Excerpts from a location annotation dataset

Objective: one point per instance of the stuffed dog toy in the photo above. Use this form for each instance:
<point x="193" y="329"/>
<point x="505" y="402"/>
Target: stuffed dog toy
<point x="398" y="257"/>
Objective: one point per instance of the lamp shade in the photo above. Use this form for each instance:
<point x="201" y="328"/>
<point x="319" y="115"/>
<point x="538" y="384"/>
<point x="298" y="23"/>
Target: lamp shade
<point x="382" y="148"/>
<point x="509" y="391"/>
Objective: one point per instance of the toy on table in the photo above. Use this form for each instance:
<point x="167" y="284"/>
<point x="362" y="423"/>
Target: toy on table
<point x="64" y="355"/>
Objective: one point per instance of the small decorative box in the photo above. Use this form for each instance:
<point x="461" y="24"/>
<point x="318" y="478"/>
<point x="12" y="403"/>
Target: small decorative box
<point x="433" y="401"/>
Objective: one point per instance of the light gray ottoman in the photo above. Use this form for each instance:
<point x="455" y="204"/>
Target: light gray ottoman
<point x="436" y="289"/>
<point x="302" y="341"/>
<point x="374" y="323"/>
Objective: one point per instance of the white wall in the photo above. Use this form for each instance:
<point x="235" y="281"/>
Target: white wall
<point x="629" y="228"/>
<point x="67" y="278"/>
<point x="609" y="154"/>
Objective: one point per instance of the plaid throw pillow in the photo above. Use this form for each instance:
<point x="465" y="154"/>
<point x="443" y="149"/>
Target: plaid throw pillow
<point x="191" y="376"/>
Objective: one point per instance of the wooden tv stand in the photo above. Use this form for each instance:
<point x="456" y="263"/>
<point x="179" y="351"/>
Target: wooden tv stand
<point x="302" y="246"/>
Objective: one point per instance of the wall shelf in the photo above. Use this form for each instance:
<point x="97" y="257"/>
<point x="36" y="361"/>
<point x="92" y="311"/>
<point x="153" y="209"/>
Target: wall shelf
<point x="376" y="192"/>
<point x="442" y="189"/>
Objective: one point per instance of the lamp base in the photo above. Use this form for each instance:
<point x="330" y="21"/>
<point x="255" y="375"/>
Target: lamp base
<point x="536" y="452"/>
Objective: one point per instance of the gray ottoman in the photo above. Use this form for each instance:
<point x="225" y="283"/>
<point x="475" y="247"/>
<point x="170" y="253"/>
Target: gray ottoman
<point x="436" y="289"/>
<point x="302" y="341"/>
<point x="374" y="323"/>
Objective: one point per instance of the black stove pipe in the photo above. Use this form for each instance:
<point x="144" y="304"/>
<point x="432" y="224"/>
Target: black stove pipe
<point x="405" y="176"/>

◆ Work to complete ◆
Print, without any change, everything from the line containing "Objective: one point per instance of the black" down to the last line of the records, including both of those lines.

◆ Final result ◆
Objective: one point per instance of the black stove pipe in the photo above. Use this form for each instance:
<point x="144" y="304"/>
<point x="432" y="224"/>
Target: black stove pipe
<point x="405" y="176"/>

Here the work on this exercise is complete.